Infrastructure as Code (IaC) Skill

Overview

This skill provides expertise in writing, reviewing, and maintaining Infrastructure as Code using Terraform for major cloud providers including AWS, Azure, and GCP.

Core Principles

Terraform Best Practices

Module Structure: Organize code into reusable modules with clear inputs/outputs
State Management: Use remote state backends with proper locking
Resource Naming: Follow consistent naming conventions (kebab-case or underscore_case)
Variables: Use typed variables with descriptions and sensible defaults
Outputs: Expose useful outputs for downstream consumption
Documentation: Document module usage, requirements, and examples

Provider-Specific Patterns

AWS

Use latest AWS provider features
Leverage data sources (aws_ami, aws_availability_zones, etc.)
Follow AWS Well-Architected Framework principles
Use tags consistently for cost allocation and organization
Prefer managed services over self-managed infrastructure

Azure

Use azurerm provider with proper authentication
Leverage resource groups for logical organization
Use Azure naming conventions
Implement Azure policies and RBAC
Use managed identities where applicable

GCP

Use google provider with proper project configuration
Leverage GCP organizational hierarchy
Follow GCP security best practices
Use service accounts with minimal permissions
Implement proper IAM bindings

Security Best Practices

Encryption: Enable encryption at rest and in transit
Least Privilege: Grant minimal required permissions
Network Security: Use security groups, NACLs, firewalls appropriately
Secrets Management: Never hardcode secrets; use secret managers
Logging: Enable audit logging and monitoring
Compliance: Follow industry standards (CIS, PCI-DSS, etc.)

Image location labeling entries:
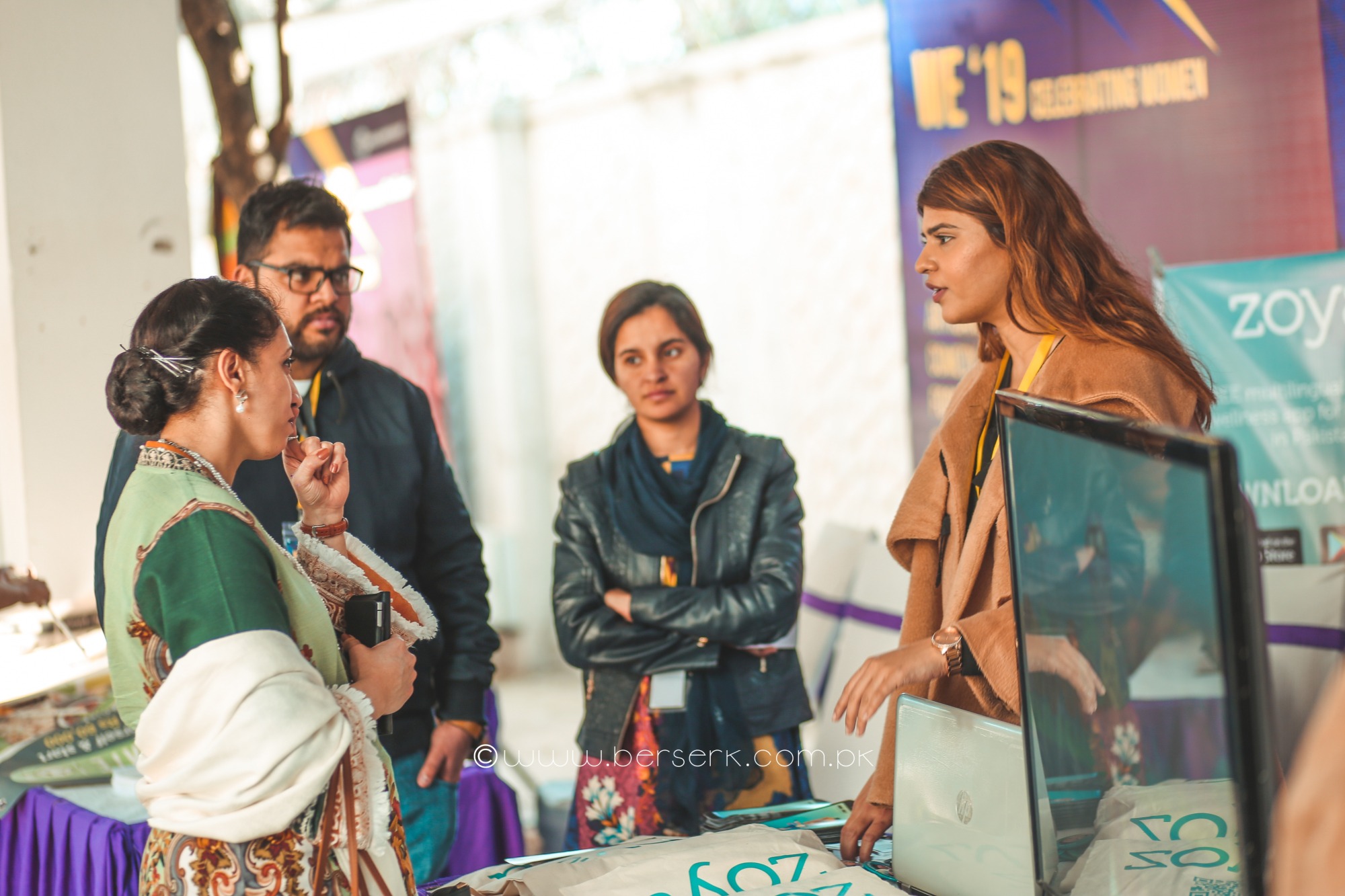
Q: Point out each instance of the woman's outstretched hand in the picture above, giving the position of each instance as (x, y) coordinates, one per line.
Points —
(867, 823)
(1056, 655)
(384, 673)
(880, 676)
(321, 478)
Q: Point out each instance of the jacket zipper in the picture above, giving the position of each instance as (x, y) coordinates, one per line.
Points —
(696, 517)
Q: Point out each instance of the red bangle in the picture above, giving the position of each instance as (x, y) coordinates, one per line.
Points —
(330, 530)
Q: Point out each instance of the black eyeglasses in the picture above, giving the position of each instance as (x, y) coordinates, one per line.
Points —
(306, 280)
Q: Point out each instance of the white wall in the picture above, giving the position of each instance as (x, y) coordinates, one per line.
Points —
(761, 178)
(93, 224)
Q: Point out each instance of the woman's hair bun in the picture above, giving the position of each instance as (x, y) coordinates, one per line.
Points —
(162, 373)
(142, 395)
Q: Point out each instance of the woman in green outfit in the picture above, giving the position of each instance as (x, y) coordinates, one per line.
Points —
(263, 770)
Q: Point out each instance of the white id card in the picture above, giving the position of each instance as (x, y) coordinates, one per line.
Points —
(668, 690)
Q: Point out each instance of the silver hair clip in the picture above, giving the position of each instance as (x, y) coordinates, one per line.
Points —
(177, 366)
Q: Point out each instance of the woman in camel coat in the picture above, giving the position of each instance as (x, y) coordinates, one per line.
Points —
(1007, 247)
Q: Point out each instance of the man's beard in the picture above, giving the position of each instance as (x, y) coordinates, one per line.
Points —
(309, 349)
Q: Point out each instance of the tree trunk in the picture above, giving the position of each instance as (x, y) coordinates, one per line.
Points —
(248, 155)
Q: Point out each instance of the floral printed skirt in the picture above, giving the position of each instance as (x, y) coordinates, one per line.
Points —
(615, 801)
(276, 865)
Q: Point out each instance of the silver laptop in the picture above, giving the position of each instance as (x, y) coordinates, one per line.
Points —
(960, 806)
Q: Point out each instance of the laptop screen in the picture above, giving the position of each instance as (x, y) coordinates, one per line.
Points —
(1139, 615)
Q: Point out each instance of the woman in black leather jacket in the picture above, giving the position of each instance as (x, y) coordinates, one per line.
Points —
(679, 569)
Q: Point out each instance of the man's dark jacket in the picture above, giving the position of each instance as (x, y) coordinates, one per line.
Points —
(744, 589)
(404, 505)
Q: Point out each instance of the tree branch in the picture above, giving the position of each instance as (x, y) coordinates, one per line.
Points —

- [STATED GOAL 1]: According to the Infrastructure as Code skill text, what kind of state backends should be used for state management?
- [STATED GOAL 2]: Write the next part of the Infrastructure as Code skill text, picking up after its final line.
The data above is separate material, unrelated to the Infrastructure as Code skill text.

- [EXERCISE RESULT 1]: Remote state backends with proper locking.

- [EXERCISE RESULT 2]:
Critical Safety Rule: lifecycle.ignore_changes

IMPORTANT: The lifecycle.ignore_changes argument should NEVER be added or extended in Terraform code without explicit user approval.

Why This Matters

ignore_changes masks configuration drift between code and actual infrastructure
It leads to confusing problems where Terraform shows "no changes" but infrastructure differs
It often indicates a deeper problem with resource configuration or dependencies
It makes infrastructure state unpredictable and harder to maintain
It violates the principle of infrastructure-as-code where code should be source of truth

What To Do Instead

When encountering a situation where ignore_changes seems necessary:

Identify the Root Cause: Why is Terraform detecting unwanted changes?
- External systems modifying resources?
- Incorrect resource configuration?
- Missing data source or computed value?
- Timing or ordering issue?
Propose Better Solutions:
- Use lifecycle.create_before_destroy for replacement order issues
- Use data sources for values managed elsewhere
- Separate resources managed by different systems
- Use proper dependencies with depends_on
- Leverage lifecycle.prevent_destroy for critical resources
- Import existing resources instead of ignoring drift
Escalate to User: Before adding ignore_changes:
- Explain the problem being encountered
- Describe why the resource is showing unwanted changes
- Propose alternative solutions
- Request explicit approval if ignore_changes is truly the only option

Example

# BAD - Do not add without approval
resource "aws_instance" "example" {
  # ...
  lifecycle {
    ignore_changes = [tags]  # This hides tag drift!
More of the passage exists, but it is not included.